**Tarefa proposta a**. Reproduza fielmente as linhas dos registros, desde o início deles até a linha com "column 195, row 168", ambas incluídas. Deixe as imagens fora da resposta.

**Trecho fornecido**.
==============================

NEUZA
MACHADO - DO
PENSAMENTO CONTÍNUO À TRANSCENDÊNCIA FORMAL
A imaginação
que dá vida à causa formal, ao contrário, se exterioriza a partir das imagens
que se mostram, em outras palavras, mediante um discurso objetivo, metonímico,
significador, intelectualmente falando, dos aspectos palpáveis da natureza, mesmo os aspectos internos.
No primeiro
capítulo de A terra e os devaneios do repouso,
Bachelard cita Hans Carossa: "O homem é a única criatura da terra que tem
vontade de olhar para o interior de outra"186. Com base nesta citação, passa a
desenvolver suas idéias sobre os devaneios da intimidade material. Assim
ressalta que, orientado por esta vontade, a visão do homem torna-se aguçada,
penetrante, detectando a passagem para a descoberta do que se oculta nas
coisas. Para ele, esta vontade não propicia ver realmente; apenas permite
formar estranhos devaneios tensos.

==============================

Registros contidos em um conjunto de dados
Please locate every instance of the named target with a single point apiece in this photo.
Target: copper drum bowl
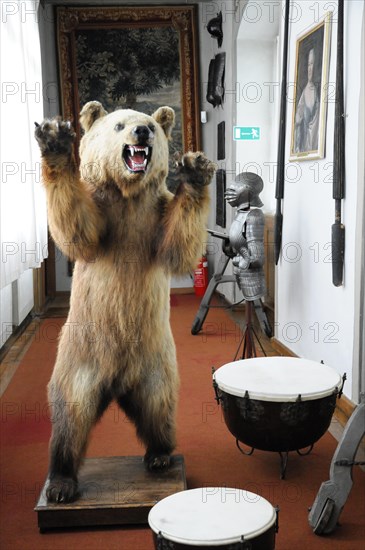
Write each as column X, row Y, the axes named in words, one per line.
column 277, row 403
column 213, row 518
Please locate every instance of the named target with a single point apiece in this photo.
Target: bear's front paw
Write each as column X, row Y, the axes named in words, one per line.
column 62, row 489
column 157, row 463
column 54, row 136
column 195, row 168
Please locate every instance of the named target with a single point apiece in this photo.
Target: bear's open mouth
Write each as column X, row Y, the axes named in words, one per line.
column 136, row 157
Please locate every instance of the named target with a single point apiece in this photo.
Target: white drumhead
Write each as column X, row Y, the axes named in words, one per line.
column 211, row 516
column 278, row 379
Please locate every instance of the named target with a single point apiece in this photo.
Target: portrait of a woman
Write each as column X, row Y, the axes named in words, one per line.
column 307, row 113
column 311, row 92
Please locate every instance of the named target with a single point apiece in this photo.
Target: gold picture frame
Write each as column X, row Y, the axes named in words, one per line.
column 312, row 92
column 111, row 54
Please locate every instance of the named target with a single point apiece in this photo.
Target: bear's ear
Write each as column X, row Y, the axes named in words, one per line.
column 165, row 116
column 91, row 112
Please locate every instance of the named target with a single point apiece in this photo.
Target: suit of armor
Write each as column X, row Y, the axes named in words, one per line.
column 246, row 235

==============================

**Tarefa proposta b**. Prossiga o trecho sobre Bachelard e os devaneios da intimidade material a partir do ponto em que ele termina.

**Resposta da tarefa a**.
Please locate every instance of the named target with a single point apiece in this photo.
Target: copper drum bowl
Write each as column X, row Y, the axes named in words, one per line.
column 277, row 403
column 213, row 518
Please locate every instance of the named target with a single point apiece in this photo.
Target: bear's front paw
Write each as column X, row Y, the axes named in words, one per line.
column 62, row 489
column 157, row 463
column 54, row 136
column 195, row 168

**Resposta da tarefa b**.
Guimarães Rosa,
a partir de A hora e vez de Augusto Matraga,
procurou olhar o sertão de sua infância com os olhos da recordação, ressaltando
os aspectos ocultos do lugar, resgatando o além
do vivenciado, com a ajuda dos devaneios poéticos, aliados à ficção.
Evidentemente,
nesta primeira fase ficcional, não se aprofunda nos devaneios da intimidade
material, porque se encontra submetido aos dogmas das experiências
comunitárias, norteadoras de seu aprendizado sertanejo. Mesmo assim, começou,
servindo-se de uma linguagem primitiva, a remexer
uma camada singela da terra sertaneja, revelando-a, detectando pequenos
detalhes, que geralmente passam despercebidos a um olhar casual. Nesse estágio,
faz um burrinho velho entrar triunfalmente no mundo da reprodução ficcional. É o início da re-descoberta e do envolvimento
sentimental com um espaço visto muitas vezes no passado, voltando à cena por
intermédio de fragmentos da memória, das lembranças do que foi bem visto, e que será posteriormente bem sonhado.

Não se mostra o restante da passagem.